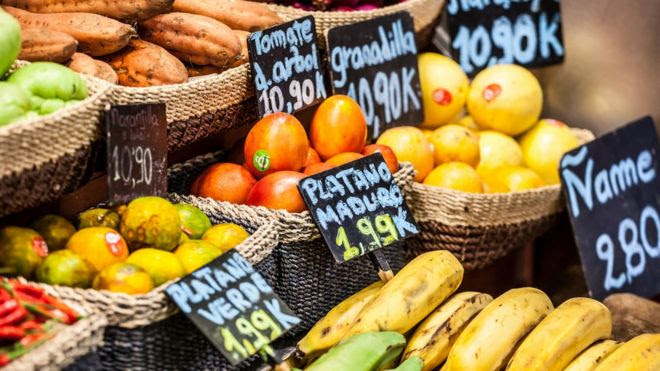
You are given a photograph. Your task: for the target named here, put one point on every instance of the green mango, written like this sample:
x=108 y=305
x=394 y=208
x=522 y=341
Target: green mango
x=370 y=351
x=50 y=106
x=35 y=103
x=411 y=364
x=10 y=41
x=50 y=80
x=14 y=102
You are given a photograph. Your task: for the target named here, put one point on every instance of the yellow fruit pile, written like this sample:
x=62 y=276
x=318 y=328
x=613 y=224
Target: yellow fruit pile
x=130 y=249
x=519 y=330
x=483 y=136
####################
◆ What this task involves:
From the records above, give again exactly the lines running from the line with "x=394 y=208" to the line with "x=613 y=224", inclusive.

◆ Result of the exercise:
x=394 y=208
x=522 y=341
Target: green mango
x=370 y=351
x=50 y=106
x=35 y=103
x=411 y=364
x=10 y=41
x=50 y=80
x=14 y=102
You are given a photograph. Your task: for the target named here, put one point on every instance of the yellow fruit pile, written like this sample:
x=62 y=276
x=318 y=328
x=613 y=224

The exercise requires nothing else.